▸ EXERCISE BRIEF
Beginning with the line that contains "Where can you find the reflection on marble", copy each remaining line of the data below exactly.

▸ DATASET EXCERPTS
=== Section Start ===
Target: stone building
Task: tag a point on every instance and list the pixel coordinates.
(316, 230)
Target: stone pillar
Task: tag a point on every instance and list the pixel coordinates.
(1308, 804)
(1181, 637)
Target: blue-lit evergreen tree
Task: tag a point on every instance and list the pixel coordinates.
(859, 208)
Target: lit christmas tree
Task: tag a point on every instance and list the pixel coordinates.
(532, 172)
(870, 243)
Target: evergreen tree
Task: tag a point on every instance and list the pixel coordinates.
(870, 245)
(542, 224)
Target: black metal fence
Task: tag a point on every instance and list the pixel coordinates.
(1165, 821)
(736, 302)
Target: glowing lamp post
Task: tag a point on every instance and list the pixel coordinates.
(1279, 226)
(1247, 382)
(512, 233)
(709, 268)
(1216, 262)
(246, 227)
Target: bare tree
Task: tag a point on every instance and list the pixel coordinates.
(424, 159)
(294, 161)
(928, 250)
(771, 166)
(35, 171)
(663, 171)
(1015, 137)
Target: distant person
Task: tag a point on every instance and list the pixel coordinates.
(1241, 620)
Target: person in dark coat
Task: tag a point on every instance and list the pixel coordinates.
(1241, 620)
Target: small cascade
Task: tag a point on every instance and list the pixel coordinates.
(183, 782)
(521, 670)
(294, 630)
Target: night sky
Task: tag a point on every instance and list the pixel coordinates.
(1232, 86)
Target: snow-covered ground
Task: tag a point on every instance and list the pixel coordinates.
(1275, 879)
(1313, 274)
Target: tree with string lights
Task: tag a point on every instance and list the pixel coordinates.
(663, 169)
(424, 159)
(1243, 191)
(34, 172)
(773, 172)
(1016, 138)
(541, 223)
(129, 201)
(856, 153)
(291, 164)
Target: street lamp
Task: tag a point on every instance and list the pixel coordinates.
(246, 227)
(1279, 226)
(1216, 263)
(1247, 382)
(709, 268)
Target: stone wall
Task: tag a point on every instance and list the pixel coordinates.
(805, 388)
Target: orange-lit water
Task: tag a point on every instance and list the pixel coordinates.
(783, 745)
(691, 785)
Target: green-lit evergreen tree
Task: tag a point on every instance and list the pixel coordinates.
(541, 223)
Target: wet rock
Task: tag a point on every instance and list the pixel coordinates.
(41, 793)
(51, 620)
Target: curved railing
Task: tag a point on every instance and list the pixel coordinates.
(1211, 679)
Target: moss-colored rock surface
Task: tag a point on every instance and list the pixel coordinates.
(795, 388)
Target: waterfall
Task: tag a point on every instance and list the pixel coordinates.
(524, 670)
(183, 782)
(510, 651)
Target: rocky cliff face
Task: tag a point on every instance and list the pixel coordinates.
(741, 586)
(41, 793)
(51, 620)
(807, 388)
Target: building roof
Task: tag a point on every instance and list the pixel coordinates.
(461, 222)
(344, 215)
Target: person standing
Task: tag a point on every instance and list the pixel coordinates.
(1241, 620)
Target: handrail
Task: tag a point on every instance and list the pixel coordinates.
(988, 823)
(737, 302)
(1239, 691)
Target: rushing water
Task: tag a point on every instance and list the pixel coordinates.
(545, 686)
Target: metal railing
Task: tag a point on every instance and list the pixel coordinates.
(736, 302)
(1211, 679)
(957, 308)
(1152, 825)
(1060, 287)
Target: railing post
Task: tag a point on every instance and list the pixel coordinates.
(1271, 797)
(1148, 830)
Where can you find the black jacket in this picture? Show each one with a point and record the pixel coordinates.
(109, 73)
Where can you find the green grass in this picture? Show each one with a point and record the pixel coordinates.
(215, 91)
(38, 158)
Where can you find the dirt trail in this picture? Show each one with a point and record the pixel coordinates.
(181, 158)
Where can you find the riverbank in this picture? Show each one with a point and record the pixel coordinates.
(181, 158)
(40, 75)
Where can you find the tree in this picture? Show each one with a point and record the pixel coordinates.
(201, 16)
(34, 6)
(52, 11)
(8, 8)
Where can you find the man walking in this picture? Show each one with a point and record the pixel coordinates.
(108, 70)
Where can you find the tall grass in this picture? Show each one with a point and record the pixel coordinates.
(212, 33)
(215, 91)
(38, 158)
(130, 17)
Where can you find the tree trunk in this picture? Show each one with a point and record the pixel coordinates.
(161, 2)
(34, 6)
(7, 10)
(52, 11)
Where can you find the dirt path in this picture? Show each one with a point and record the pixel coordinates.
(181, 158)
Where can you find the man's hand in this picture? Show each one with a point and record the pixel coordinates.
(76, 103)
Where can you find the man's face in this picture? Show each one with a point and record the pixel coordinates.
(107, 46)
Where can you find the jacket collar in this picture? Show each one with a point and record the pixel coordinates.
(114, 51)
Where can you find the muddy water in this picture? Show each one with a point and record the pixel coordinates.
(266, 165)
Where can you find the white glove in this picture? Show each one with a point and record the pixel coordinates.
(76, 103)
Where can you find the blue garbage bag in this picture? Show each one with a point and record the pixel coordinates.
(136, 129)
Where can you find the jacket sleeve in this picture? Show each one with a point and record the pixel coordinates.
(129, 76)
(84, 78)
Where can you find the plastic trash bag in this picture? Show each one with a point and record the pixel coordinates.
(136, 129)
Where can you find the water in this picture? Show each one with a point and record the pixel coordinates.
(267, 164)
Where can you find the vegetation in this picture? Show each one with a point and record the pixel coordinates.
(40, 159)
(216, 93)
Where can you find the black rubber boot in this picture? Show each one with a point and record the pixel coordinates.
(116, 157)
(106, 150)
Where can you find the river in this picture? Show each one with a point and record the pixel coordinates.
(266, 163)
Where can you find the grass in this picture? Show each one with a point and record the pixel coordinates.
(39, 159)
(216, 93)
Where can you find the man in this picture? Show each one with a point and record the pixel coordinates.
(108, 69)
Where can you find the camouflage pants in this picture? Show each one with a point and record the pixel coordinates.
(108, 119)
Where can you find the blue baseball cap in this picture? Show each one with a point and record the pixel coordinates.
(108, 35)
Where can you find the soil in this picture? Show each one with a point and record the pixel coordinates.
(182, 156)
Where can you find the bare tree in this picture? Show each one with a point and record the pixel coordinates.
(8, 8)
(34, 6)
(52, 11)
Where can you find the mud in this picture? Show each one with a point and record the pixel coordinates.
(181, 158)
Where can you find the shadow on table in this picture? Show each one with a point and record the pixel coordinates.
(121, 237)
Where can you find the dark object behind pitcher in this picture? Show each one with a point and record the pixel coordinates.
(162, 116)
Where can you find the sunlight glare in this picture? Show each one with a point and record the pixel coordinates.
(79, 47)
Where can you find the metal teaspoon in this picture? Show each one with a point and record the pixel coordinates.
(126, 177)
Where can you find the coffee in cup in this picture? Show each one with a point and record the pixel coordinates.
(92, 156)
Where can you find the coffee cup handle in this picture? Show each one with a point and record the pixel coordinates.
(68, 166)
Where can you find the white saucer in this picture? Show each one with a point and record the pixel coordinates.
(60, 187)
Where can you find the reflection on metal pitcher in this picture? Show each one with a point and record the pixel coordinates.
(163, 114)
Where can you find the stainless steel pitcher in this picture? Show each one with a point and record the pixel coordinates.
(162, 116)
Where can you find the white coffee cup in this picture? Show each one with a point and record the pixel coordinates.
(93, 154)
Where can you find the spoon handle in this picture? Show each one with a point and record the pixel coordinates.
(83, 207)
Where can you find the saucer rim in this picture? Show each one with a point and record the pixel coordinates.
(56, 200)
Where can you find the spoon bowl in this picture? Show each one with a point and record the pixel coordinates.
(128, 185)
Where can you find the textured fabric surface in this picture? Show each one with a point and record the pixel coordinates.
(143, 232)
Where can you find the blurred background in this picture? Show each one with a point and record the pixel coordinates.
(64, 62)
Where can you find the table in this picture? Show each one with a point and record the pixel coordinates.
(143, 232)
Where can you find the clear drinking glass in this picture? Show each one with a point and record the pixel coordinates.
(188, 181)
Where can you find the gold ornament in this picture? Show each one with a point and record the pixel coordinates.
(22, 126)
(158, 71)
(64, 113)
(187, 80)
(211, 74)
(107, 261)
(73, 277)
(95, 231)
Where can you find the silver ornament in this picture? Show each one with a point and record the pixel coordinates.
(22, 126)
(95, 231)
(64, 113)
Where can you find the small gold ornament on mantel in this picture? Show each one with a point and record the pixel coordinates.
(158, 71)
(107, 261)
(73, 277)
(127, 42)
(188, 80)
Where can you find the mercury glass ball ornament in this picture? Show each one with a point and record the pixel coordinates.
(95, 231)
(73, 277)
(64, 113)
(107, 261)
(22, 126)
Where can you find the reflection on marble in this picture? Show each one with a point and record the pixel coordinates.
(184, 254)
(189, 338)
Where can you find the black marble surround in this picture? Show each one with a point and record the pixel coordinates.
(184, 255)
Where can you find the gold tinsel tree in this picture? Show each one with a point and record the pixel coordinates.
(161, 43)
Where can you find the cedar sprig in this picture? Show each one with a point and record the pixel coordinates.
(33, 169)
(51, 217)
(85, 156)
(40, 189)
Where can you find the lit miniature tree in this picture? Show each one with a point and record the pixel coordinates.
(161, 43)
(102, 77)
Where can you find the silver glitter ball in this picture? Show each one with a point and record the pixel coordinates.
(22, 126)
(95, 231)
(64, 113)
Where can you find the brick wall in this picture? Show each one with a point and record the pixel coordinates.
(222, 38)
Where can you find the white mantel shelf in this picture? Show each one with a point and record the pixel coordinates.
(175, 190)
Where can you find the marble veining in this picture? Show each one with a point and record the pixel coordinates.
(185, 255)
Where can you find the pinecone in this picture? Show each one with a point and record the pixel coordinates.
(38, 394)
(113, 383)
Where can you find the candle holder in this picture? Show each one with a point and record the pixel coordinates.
=== Section End ===
▸ PROBLEM SOLUTION
Where can you find the reflection on marble in this picture? Show each one with a point and record the pixel coordinates.
(184, 254)
(189, 338)
Where can you find the black marble surround in this picture? Show each one with a point and record the pixel coordinates.
(184, 255)
Where can you find the gold tinsel tree in this picture? Show each one with a point and record the pixel coordinates.
(161, 43)
Where can you find the cedar sprig in this picture? Show each one with a point and record the pixel coordinates.
(33, 169)
(51, 217)
(85, 156)
(40, 189)
Where can you find the lit miniature tree in this picture? Show each one with a point and record the pixel coordinates.
(161, 43)
(102, 77)
Where can you find the silver glitter ball in this picture? Show each one with a point and record the pixel coordinates.
(22, 126)
(95, 231)
(64, 113)
Where can you find the brick wall in this picture? Show each one with a point and record the pixel coordinates.
(222, 38)
Where can you find the white mantel shelf in this picture? Show each one with a point and record the pixel coordinates.
(175, 190)
Where can you find the marble veining in this picture? Show each one with a point and record the pixel coordinates.
(185, 255)
Where can you find the pinecone in this picture? Show each one with a point and record the pixel coordinates.
(38, 394)
(113, 383)
Where can you find the candle holder in this picture? Show each one with a point and record the pixel coordinates.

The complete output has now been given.